### TÂCHES ET EXERCICES
1. Recopiez le passage de l'article sur les barrages de l'étang de Leucate compris entre "Première autorisation en" et "du mois d'octobre.", bornes incluses.
2. Reprenez les enregistrements entre leur début et la ligne contenant "(51, 112), (58, 129)", incluse, en remplaçant "large tree trunk" par "thick tree trunk". Ne donnez que ces lignes, sans aucun autre changement.

### EXTRAIT DE PAGE
Depuis 45 ans, des barrages facilitent la pêche aux embouchures de l'étang de Leucate. Une vieille tradition néanmoins illégale et jugée néfaste pour la biodiversité. Samedi 2 décembre à Barcarès, L'ONG Sea Shepherd appelle à manifester contre cette pratique, réautorisée chaque année par la préfecture.
"Tous les ans, on nous met devant le fait accompli", souffle Bruno Hélas, coordinateur de Sea Sheperd à Montpellier. Depuis plusieurs années, L'ONG de défense des océans milite contre la mise en place des barrages de Leucate et de Barcarès, deux communes de l'Aude et des Pyrénées-Orientales.
Concédée aux pêcheurs locaux depuis les années 70, cette pratique coince les poissons aux embouchures de l'étang de Leucate chaque automne, lorsque les espèces migrent vers le large pour se reproduire.
Illégaux au regard des codes de la pêche et de la navigation, les barrages bénéficient tous les ans d'un sursis octroyé par les autorités. Pour la dernière fois en 2023, assure la préfecture des Pyrénées-orientales à France 3 Occitanie.
Première autorisation en 1977
Cette année, Sea Shepherd décide de marquer le coup. Pour la première fois depuis le début de son combat dans la zone, l'ONG appelle les citoyens à manifester samedi 2 décembre. Rendez-vous 14h, avenue de la Coudalère à Barcarès, là où un barrage est en place depuis le début du mois d'octobre.

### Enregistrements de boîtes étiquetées
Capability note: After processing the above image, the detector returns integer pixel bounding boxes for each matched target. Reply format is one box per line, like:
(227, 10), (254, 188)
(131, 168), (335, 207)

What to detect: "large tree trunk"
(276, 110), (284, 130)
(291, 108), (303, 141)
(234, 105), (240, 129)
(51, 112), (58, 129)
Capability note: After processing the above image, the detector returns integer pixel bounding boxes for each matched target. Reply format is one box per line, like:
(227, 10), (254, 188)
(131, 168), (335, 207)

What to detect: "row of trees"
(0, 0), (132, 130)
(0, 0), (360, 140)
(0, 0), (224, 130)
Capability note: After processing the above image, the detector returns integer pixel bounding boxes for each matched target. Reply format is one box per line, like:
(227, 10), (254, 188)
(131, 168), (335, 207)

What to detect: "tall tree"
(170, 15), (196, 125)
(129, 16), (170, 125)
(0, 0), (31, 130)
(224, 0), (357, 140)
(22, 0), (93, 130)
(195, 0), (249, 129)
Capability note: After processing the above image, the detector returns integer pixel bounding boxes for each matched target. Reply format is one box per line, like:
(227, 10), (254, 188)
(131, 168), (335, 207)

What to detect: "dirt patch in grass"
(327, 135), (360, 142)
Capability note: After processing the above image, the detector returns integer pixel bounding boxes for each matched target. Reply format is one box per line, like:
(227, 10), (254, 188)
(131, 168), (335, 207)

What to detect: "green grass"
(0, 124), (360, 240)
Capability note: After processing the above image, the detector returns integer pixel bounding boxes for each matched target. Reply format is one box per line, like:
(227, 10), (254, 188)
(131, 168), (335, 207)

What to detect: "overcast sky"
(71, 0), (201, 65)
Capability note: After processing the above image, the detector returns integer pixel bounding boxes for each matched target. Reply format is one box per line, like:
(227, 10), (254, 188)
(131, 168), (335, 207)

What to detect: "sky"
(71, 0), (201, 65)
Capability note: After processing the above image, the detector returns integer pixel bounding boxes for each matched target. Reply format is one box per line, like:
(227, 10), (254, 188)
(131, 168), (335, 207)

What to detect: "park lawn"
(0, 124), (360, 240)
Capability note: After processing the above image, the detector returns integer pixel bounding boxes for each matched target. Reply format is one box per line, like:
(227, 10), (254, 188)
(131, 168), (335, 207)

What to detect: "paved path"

### CORRIGÉ DE L'EXERCICE
1.
Première autorisation en 1977
Cette année, Sea Shepherd décide de marquer le coup. Pour la première fois depuis le début de son combat dans la zone, l'ONG appelle les citoyens à manifester samedi 2 décembre. Rendez-vous 14h, avenue de la Coudalère à Barcarès, là où un barrage est en place depuis le début du mois d'octobre.

2.
Capability note: After processing the above image, the detector returns integer pixel bounding boxes for each matched target. Reply format is one box per line, like:
(227, 10), (254, 188)
(131, 168), (335, 207)

What to detect: "thick tree trunk"
(276, 110), (284, 130)
(291, 108), (303, 141)
(234, 105), (240, 129)
(51, 112), (58, 129)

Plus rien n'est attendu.